## BEGIN PAGE TEXT
Le 14 février 2012 23:10, Eliot Miranda <[hidden email]> a écrit :

> On Tue, Feb 14, 2012 at 5:30 AM, Nicolas Cellier
> <[hidden email]> wrote:
>>
>> Ah, I came up with a relatively explicit solution, but also quite
>> heavy in term of number of messages required to implement the
>> optimisation.
>> I'm curious to see your implementation :)
>
>
> similar, but should I commit it? I think mine is fine since it is only
> assignments that have storepop forms, so your generality doesn't win
> anything.  but i could be wrong.
>

I was thinking of

1) nested ifTrue: ifFalse:
cond1 ifTrue: [x1 := y] ifFalse: [cond2 ifTrue: [x2 := y] ifFalse: [x3 := y]]

elseExpr statements last is a message, not an assignment, though we
can factor the pop out...

2) inlined loop messages don't require a final pop...

x <= y ifTrue: [x to: y do: [:i | (self at: i) doSome]] ifFalse: [y
to: x do: [:i | (self at: i) doSome]].

An encoder pushing a value in both branches just to pop it after
wouldn't be that well behaved...

I won't give any version publicly because I crashed several images in
the bootstrap process, and don't know if the bug is in the bootstrap
or in the code.

Nicolas

>  !MessageNode methodsFor: 'code generation' stamp: 'eem 2/13/2012 15:25'!
> ifThenElseForEffectShouldSharePop
>         | thenExpr elseExpr |
>         thenExpr := arguments at: 1.
>         elseExpr := arguments at: 2.
>         ^((thenExpr isJust: NodeNil)
>            or: [(elseExpr isJust: NodeNil)
>            or: [thenExpr statements last isAssignmentNode
>                   and: [elseExpr statements last isAssignmentNode]]]) not
>
>         "^(thenExpr isJust: NodeNil) not
>            and: [(elseExpr isJust: NodeNil) not
>            and: [thenExpr statements last isAssignmentNode not
>                   or: [elseExpr statements last isAssignmentNode not]]]"! !
>
>> Also, I'm sure that multiple-jump-elimination proposed by Igor and
>> other kind of optimization would be a perfect subject for proving
>> concepts of NewCompiler IR infrastructure.
>>
>> MessageNode>>doesEffectRequiresAPop: encoder
>>        special > 0
>>                ifTrue:
>>                        [^self perform: (MacroTesters at: special) with:
>> encoder].
## END PAGE TEXT
## BEGIN DATA RECORDS
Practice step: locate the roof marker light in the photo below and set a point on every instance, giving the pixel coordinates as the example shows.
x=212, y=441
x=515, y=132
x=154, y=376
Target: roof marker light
## END DATA RECORDS
In the compiler thread, why does Nicolas decline to share a version publicly?

TASK SOLUTION:
Several images crashed during the bootstrap process, and it isn't known whether the bug is in the bootstrap or in the code.